* _Document passage_:

Historic hotel in Kentucky, U.S.

Hotel Metropolitan Museum is a museum in historic hotel building in Paducah, Kentucky, U.S. The Hotel Metropolitan was the city's first African American owned hotel and provided lodging for African Americans traveling through the area; was a stop on the Chitlin' Circuit, and was listed in The Negro Motorist Green Book. The Hotel Metropolitan Museum focuses on African American history.

== History ==
Hotel Metropolitan was built in 1908 by its owner, Maggie Steed, at 724 Jackson Street (now Oscar Cross Avenue) in the Upper Town district of Paducah. Steed built the Metropolitan to accommodate guests who were denied lodging at white-owned hotels due to discriminatory laws and practices of the Jim Crow South. Hotel guests included Louis Armstrong, Duke Ellington, Ella Fitzgerald, and Thurgood Marshall. Notable guests often gathered and performed in the hotel's Purple Room. The Purple Room, a freestanding building behind the hotel, was used as a gathering space and music venue. It was frequented by notable musicians staying in the hotel.

(Saved entries)
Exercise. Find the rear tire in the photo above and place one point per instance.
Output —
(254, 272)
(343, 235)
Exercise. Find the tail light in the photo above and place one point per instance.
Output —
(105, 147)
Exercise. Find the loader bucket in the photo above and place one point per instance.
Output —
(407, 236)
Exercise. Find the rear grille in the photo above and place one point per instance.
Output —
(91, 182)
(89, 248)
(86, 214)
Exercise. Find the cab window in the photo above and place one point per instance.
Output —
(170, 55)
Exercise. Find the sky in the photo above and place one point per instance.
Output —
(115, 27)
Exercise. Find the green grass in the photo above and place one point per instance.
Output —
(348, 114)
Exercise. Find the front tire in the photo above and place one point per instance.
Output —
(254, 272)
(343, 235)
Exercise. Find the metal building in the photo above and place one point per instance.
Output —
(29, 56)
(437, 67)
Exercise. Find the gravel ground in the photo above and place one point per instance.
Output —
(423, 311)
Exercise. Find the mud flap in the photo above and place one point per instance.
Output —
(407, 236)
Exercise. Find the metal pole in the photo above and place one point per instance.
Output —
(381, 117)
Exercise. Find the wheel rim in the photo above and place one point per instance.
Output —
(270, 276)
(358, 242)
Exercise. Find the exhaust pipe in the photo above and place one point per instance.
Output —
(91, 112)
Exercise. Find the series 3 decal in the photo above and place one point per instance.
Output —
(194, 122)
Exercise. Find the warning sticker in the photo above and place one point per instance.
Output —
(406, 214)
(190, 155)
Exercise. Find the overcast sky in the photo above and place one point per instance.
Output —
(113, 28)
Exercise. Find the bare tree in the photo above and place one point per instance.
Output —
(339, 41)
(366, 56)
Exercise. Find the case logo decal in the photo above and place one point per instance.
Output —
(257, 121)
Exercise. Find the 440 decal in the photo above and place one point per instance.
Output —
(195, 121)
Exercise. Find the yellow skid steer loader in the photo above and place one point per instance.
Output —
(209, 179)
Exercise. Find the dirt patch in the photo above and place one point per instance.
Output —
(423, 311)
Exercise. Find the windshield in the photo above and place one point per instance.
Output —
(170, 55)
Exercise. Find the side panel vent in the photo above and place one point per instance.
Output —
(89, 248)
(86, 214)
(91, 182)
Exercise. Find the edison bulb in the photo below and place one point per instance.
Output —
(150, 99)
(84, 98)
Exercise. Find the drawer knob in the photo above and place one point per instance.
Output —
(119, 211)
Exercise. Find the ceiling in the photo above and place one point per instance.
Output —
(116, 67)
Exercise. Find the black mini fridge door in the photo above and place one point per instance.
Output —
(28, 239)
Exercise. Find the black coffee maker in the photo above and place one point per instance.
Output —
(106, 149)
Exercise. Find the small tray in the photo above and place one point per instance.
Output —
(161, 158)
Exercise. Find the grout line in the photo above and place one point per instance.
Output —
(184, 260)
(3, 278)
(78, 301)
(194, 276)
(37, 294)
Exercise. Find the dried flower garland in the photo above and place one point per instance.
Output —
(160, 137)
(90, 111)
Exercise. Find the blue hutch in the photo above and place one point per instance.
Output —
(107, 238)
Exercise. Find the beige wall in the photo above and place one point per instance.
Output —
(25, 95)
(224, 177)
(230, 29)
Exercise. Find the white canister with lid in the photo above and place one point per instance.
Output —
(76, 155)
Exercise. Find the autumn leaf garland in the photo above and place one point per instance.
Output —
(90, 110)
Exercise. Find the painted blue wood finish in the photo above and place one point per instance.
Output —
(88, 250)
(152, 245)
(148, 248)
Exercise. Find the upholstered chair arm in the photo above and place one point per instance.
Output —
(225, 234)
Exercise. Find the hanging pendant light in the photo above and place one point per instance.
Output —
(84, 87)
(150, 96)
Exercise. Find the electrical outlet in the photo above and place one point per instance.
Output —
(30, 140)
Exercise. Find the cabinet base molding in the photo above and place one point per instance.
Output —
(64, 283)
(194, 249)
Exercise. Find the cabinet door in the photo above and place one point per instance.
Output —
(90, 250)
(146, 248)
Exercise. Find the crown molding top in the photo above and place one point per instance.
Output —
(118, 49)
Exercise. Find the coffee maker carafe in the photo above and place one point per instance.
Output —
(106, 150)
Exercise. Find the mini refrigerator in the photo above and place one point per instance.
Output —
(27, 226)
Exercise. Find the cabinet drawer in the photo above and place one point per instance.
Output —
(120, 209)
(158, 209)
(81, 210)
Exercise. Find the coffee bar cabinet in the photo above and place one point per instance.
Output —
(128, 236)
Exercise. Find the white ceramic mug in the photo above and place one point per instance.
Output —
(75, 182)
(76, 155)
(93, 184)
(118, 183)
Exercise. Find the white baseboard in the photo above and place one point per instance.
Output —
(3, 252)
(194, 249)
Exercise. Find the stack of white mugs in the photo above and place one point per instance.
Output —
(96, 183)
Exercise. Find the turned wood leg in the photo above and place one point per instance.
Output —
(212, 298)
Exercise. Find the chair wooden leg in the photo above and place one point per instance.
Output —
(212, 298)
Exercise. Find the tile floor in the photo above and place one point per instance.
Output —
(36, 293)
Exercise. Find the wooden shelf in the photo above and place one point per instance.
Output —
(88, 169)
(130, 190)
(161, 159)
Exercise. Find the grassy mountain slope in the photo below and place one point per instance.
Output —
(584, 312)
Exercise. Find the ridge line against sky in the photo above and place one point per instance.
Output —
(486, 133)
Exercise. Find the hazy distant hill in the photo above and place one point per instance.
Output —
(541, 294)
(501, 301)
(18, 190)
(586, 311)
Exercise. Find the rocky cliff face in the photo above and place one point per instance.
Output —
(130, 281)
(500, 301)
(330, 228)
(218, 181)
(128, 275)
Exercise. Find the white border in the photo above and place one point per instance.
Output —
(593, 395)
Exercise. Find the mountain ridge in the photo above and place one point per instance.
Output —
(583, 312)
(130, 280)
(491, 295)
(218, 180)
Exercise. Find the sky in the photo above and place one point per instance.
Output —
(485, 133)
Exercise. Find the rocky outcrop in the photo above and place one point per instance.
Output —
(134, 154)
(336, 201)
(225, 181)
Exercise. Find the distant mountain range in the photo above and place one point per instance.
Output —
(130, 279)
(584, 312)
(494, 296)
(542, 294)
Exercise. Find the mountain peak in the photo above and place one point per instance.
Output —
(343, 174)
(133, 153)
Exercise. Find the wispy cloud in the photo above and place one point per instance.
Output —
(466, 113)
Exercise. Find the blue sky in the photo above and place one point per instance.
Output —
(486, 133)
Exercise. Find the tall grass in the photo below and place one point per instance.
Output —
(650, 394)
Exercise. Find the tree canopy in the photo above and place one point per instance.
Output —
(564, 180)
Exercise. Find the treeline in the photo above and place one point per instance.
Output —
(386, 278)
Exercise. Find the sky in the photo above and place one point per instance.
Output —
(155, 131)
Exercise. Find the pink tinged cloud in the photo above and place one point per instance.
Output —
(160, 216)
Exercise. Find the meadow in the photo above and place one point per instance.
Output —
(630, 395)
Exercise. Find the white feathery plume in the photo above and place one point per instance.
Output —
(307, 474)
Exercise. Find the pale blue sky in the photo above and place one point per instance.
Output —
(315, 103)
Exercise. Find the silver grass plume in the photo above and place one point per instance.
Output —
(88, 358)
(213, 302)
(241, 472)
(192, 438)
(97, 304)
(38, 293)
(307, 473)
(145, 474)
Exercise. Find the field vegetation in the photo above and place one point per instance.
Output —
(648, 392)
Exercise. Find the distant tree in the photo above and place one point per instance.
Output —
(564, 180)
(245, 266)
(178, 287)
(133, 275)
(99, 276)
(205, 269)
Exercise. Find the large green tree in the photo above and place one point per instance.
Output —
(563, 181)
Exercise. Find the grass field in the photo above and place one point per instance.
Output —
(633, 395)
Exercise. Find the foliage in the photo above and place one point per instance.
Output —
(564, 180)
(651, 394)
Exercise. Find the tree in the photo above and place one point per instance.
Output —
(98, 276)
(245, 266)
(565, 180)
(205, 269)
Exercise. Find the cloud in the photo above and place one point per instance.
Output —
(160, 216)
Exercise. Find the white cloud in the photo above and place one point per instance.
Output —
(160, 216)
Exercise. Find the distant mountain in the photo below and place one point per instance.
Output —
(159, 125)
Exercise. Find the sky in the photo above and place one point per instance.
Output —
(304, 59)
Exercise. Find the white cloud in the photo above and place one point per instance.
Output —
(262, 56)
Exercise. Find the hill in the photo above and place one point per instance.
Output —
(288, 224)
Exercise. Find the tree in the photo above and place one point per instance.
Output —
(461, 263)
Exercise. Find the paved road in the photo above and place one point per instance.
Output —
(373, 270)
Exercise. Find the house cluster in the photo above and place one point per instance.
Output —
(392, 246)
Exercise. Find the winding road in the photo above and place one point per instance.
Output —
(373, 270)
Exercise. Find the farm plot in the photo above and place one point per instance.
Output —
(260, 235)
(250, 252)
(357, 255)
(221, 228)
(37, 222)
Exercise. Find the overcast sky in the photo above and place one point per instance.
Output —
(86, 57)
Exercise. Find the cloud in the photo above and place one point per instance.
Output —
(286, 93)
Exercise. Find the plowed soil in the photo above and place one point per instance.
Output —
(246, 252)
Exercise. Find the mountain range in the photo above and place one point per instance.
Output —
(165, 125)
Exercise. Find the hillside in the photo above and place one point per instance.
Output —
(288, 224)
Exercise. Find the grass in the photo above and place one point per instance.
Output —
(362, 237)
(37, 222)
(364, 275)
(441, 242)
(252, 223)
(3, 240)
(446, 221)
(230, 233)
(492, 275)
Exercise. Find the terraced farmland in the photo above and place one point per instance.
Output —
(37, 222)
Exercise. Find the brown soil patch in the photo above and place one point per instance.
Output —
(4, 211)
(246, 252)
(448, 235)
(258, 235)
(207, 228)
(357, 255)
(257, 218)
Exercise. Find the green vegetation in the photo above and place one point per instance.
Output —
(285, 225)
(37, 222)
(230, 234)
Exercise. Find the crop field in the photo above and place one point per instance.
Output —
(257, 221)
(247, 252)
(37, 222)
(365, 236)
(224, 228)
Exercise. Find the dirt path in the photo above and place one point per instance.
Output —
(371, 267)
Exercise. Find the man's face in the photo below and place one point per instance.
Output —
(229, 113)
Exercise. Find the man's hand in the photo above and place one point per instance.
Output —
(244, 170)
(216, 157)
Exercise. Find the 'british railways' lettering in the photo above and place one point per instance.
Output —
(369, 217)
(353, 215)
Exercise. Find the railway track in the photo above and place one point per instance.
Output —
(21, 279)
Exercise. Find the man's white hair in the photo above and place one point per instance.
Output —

* _What to work on_:
Go on with the passage about the Hotel Metropolitan in Paducah, starting after its last sentence.

* _Your response_:
Steed died in 1924. Her son ran the hotel for a few years before selling it to Mamie Burbridge. In 1951, Burbridge sold it to the Gaines family whose son, Clarence "Big House" Gaines, donated it the Upper Town Heritage Foundation.

== Hotel Metropolitan Museum ==
The hotel now houses a museum dedicated to its history. In 2021, the museum received a grant from the National Trust for Historic Preservation's African American Cultural Heritage action Fund for the purpose of restoring The Purple Room.